Brief:
Change each "keypoint" to "landmark" throughout the records below, and reproduce all the records with everything else left unchanged.

Records for this task:
▽

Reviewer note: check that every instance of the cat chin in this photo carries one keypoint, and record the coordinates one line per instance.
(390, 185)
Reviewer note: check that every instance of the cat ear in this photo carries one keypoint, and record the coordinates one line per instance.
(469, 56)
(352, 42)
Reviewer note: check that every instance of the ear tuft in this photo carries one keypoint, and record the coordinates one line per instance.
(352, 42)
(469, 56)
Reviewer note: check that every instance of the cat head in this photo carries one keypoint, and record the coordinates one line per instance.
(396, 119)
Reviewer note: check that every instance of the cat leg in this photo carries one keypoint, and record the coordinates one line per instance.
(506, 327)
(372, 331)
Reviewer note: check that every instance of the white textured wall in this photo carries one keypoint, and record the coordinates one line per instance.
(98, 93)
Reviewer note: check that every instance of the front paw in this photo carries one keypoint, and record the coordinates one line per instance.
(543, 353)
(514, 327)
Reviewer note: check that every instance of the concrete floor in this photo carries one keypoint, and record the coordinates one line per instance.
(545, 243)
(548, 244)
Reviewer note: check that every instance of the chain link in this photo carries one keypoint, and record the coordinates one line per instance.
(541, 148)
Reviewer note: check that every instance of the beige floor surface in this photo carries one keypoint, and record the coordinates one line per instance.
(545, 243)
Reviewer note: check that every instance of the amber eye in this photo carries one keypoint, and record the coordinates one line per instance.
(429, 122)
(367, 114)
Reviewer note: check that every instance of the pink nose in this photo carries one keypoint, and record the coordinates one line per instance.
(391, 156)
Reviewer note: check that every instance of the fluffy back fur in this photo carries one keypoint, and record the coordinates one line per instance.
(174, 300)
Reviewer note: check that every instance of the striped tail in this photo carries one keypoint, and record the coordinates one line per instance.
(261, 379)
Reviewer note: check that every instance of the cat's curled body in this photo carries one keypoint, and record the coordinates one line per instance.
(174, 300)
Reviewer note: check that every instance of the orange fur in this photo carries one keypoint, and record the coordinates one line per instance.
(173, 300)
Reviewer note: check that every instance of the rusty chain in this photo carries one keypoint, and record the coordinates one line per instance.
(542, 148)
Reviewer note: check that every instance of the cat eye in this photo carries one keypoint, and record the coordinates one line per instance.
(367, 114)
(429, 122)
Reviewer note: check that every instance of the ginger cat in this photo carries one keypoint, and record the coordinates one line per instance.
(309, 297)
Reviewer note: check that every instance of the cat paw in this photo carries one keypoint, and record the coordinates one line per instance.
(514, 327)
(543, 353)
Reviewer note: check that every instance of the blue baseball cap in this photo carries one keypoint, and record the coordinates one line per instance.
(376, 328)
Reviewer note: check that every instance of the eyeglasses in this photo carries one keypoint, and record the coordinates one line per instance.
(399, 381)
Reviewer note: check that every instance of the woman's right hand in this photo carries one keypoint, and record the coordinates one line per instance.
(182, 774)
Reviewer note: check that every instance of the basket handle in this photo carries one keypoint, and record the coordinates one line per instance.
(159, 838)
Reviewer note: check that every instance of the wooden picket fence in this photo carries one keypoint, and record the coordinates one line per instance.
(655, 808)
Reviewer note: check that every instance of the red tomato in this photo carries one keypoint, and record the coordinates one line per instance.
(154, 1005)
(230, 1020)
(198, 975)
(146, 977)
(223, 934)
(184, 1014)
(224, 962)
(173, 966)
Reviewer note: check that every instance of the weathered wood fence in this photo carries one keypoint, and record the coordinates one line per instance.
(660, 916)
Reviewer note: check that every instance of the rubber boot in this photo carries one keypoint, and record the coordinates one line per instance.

△

Written answer:
Reviewer note: check that every instance of the cat chin in this photo carries one landmark, and record the coordinates one line per instance.
(390, 185)
Reviewer note: check that every instance of the cat ear in this photo carries one landmark, and record the coordinates one line per instance.
(469, 56)
(352, 42)
Reviewer note: check that every instance of the ear tuft in this photo carries one landmark, and record the coordinates one line per instance.
(352, 42)
(469, 56)
Reviewer note: check that every instance of the cat head in this photo carries one landmark, and record the coordinates one line per instance.
(396, 119)
Reviewer note: check that every instance of the cat leg in this photo carries one landmark, and record the coordinates one line per instance.
(506, 327)
(372, 331)
Reviewer note: check that every instance of the white textured wall in this photo carries one landmark, and record the coordinates one line per instance.
(98, 93)
Reviewer note: check that every instance of the front paw in this photo carries one landmark, and record the coordinates one line per instance.
(543, 353)
(514, 327)
Reviewer note: check that every instance of the concrete floor in this photo carries one landmark, and record the coordinates one line per instance.
(545, 243)
(548, 244)
Reviewer note: check that every instance of the chain link in this photo carries one landmark, and record the coordinates one line per instance.
(541, 148)
Reviewer note: check that every instance of the beige floor surface in this photo carries one landmark, and record the coordinates one line per instance.
(545, 243)
Reviewer note: check that every instance of the amber eye in this photo carries one landmark, and record the coordinates one line per instance.
(429, 122)
(367, 114)
Reviewer note: check that every instance of the pink nose in this photo carries one landmark, and record the coordinates one line per instance.
(391, 156)
Reviewer note: check that every instance of the fluffy back fur in this photo carries one landmark, and record the coordinates one line per instance.
(174, 300)
Reviewer note: check that every instance of the striped tail in this photo carries one landmark, and record the coordinates one line per instance.
(261, 379)
Reviewer note: check that every instance of the cat's curled body in this photo carries one landmark, and record the coordinates one line per instance.
(174, 300)
Reviewer note: check that every instance of the orange fur in this photo carries one landmark, and record the coordinates one line per instance.
(173, 300)
Reviewer note: check that every instance of the rusty chain in this photo carries one landmark, and record the coordinates one line per instance.
(542, 148)
Reviewer note: check that every instance of the cat eye in this photo carries one landmark, and record the coordinates one line per instance.
(367, 114)
(429, 122)
Reviewer note: check that every instance of the ginger cat in this photo carries one landmark, and record the coordinates one line per instance.
(309, 297)
Reviewer note: check that every instance of the cat paw in this photo carries one landmark, and record the coordinates one line per instance.
(514, 327)
(543, 353)
Reviewer note: check that every instance of the blue baseball cap in this photo carries one landmark, and record the coordinates one line per instance.
(376, 328)
Reviewer note: check that every instance of the eyeglasses in this photo carries one landmark, and record the coordinates one line per instance.
(399, 381)
Reviewer note: check that every instance of the woman's right hand in this photo carries one landmark, and record the coordinates one line per instance.
(182, 774)
Reviewer note: check that every instance of the basket handle in this photo carries one landmark, and record the coordinates one line per instance.
(159, 838)
Reviewer note: check that every instance of the wooden picket fence in this photo carries one landmark, and record the coordinates one line per instance.
(655, 808)
Reviewer note: check that every instance of the red tomato in this photo carries one landmark, and record the coordinates one line per instance.
(154, 1005)
(230, 1020)
(198, 975)
(146, 977)
(223, 934)
(184, 1014)
(224, 962)
(173, 966)
Reviewer note: check that every instance of the weathered wood fence in this photo carries one landmark, and record the coordinates one line per instance.
(660, 916)
Reviewer note: check that every instance of the rubber boot in this photo carries one landmark, and record the coordinates one line per instance.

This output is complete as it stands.